JUNE KEY FIGURES
Jun Qtr 2004
Mar Qtr 2005
Jun Qtr 2005
|Consolidated Assets |
|Superannuation funds |
|Life insurance offices(a) |
|Other managed funds |
|p preliminary figure or series subject to revision |
|(a) Investments by superannuation funds which are held and administered by life insurance offices are included under life insurance offices. |
|See note on consolidation in Explanatory Notes, para 8 |
Total consolidated assets
JUNE KEY POINTS
- Total consolidated assets of managed funds institutions was $915.3b at 30 June 2005, an increase of $42.8b (4.9%) from the revised March quarter 2005 figure, reflecting changes in asset values during the quarter. During the June quarter 2005, the S&P/ASX 200 increased by 4.1%, the price of foreign shares (represented by the US S&P 500) decreased by 0.9% and the $A depreciated slightly against the $US by 0.9%. Domestic bond prices fell during the quarter with the 5 year Treasury Bond yield decreasing by 0.3 percentage points.

Stored items from a collection:
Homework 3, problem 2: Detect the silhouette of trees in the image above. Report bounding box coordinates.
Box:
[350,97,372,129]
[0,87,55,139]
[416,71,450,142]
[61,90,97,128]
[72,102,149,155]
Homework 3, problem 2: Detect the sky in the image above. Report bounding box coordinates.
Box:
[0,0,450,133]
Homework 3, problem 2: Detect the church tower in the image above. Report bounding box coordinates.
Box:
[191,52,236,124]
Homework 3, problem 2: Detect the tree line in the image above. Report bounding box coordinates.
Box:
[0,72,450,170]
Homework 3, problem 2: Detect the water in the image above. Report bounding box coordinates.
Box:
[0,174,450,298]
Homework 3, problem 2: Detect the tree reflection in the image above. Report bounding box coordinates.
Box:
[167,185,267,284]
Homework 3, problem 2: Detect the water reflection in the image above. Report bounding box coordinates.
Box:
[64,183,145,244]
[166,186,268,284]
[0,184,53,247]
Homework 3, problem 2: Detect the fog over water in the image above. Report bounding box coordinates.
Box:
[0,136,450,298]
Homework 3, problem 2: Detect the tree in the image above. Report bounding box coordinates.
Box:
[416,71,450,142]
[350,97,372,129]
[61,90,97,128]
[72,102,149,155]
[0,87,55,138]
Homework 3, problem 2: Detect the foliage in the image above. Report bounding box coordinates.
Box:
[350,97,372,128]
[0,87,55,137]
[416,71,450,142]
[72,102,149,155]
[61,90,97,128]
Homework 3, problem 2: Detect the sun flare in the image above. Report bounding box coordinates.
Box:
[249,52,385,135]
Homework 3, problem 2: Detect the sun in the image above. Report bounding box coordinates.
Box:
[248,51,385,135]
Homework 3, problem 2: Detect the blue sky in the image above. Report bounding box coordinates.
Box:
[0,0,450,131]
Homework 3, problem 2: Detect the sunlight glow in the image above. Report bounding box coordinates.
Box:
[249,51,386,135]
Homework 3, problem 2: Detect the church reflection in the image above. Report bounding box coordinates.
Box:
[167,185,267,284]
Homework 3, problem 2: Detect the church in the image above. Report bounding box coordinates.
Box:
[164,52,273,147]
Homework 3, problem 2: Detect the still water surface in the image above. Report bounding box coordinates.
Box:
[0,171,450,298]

__Actions to take__.
1. Answer these questions using the managed funds summary:
(a) What was the total consolidated assets figure for managed funds institutions at 30 June 2005?
(b) Under which category are investments by superannuation funds held and administered by life insurance offices included?
(c) What does the letter "p" denote in the managed funds summary?
2. Write the next part of the managed funds summary, picking up after its final sentence.

__Answers given__.
1.
(a) $915.3b
(b) Life insurance offices
(c) A preliminary figure or series subject to revision

2.
- Consolidated assets of superannuation funds increased by $27.8b (5.9%), life insurance offices by $5.0b (2.7%), public unit trusts by $7.5b (4.4%), cash management trusts by $2.4b (6.9%) and friendly societies by $0.1b (2.8%). Common funds remained virtually the same.
- Investment managers had $836.9b in funds under management at 30 June 2005, up $20.4b (2.5%) from the revised March quarter 2005 figure. They managed $592.3b (64.7%) of consolidated managed funds' assets.
REVISIONS THIS ISSUE
There have been revisions in many series as a result of quality assurance work undertaken with data providers.
In July 2005 the Australian Prudential Regulation Authority (APRA) released the March 2005 reference quarter edition of their new publication "Superannuation Performance" which replaced their "Superannuation Trends" publication. The new publication uses quarterly data collected by APRA from APRA regulated superannuation funds with assets greater than $50 million, supplemented by estimates for other APRA regulated funds and estimates of small funds regulated by the Australian Taxation Office. The new collection arrangements have been in place since the December 2004 quarter.
From the June 1995 quarter until the December 2004 quarter ABS conducted a quarterly survey of superannuation funds which was used by APRA to compile "Superannuation Trends" and by ABS to compile superannuation fund data in this publication.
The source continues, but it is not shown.